PAGE EXCERPT START
The military said Sunday that it would not target a single route south between 10 a.m. to 1 p.m., again urging Palestinians to leave the north en masse. The military offered two corridors and a longer window the day before. It says hundreds of thousands have already fled south.
The U.N. agency for Palestinian refugees says an estimated 1 million people have been displaced in Gaza in a single week.
The U.S. has been trying to broker a deal to reopen Egypt's Rafah crossing with Gaza to allow Americans and other foreigners to leave and humanitarian aid amassed on the Egyptian side to be brought in. The crossing, which was closed because of airstrikes early in the war, has yet to reopen.
Israel has said the siege will only be lifted when the captives are returned.
Hundreds of relatives of the estimated 150 people captured by Hamas in Israel and taken to Gaza gathered outside the Israeli Defense Ministry in Tel Aviv late Saturday, demanding their release.
"This is my cry out to the world: Please help bring my family, my wife and three kids," said Avihai Brodtz of Kfar Azza. Many expressed anger toward the government, saying they still have no information about their loved ones.
PAGE EXCERPT END
EXTRACTED MATERIAL START
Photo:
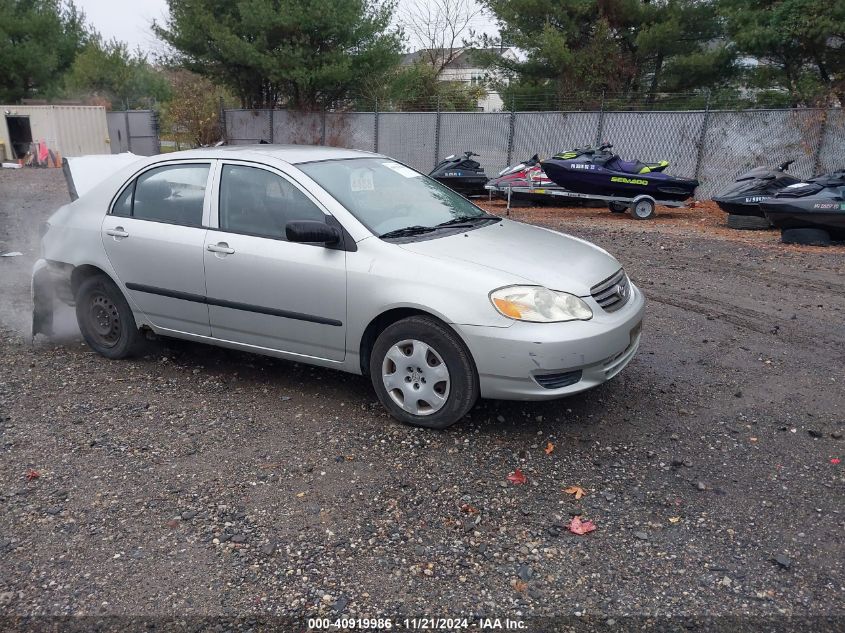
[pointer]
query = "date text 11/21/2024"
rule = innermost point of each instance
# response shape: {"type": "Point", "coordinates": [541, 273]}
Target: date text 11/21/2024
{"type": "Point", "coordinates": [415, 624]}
EXTRACTED MATERIAL END
EXTRACTED MATERIAL START
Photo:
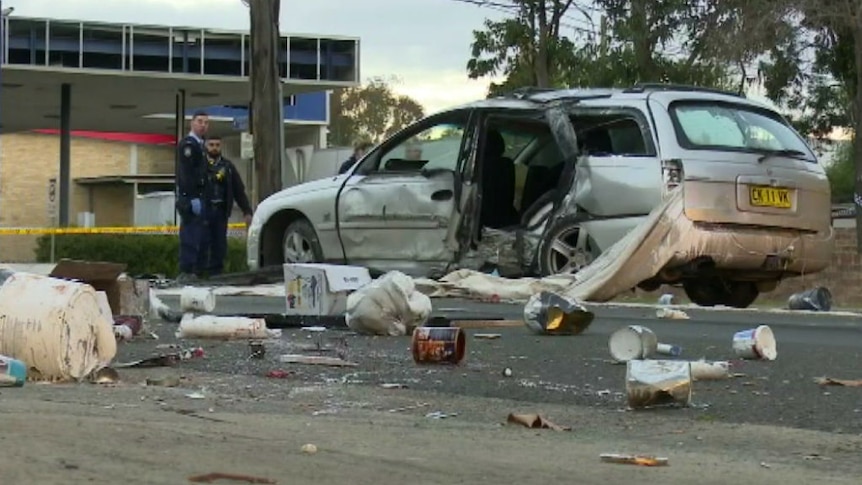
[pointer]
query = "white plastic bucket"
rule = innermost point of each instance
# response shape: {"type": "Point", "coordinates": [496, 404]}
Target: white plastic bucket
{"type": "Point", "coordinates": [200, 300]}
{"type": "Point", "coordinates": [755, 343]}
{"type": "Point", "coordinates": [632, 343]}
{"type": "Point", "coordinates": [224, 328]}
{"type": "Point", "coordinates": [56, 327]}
EXTRACTED MATERIAL END
● **TASK INSTRUCTIONS**:
From the news excerpt about Gaza above, extract the passage that begins with the words "Hundreds of relatives" and ends with "their loved ones.".

● **COMPLETED EXERCISE**:
Hundreds of relatives of the estimated 150 people captured by Hamas in Israel and taken to Gaza gathered outside the Israeli Defense Ministry in Tel Aviv late Saturday, demanding their release.
"This is my cry out to the world: Please help bring my family, my wife and three kids," said Avihai Brodtz of Kfar Azza. Many expressed anger toward the government, saying they still have no information about their loved ones.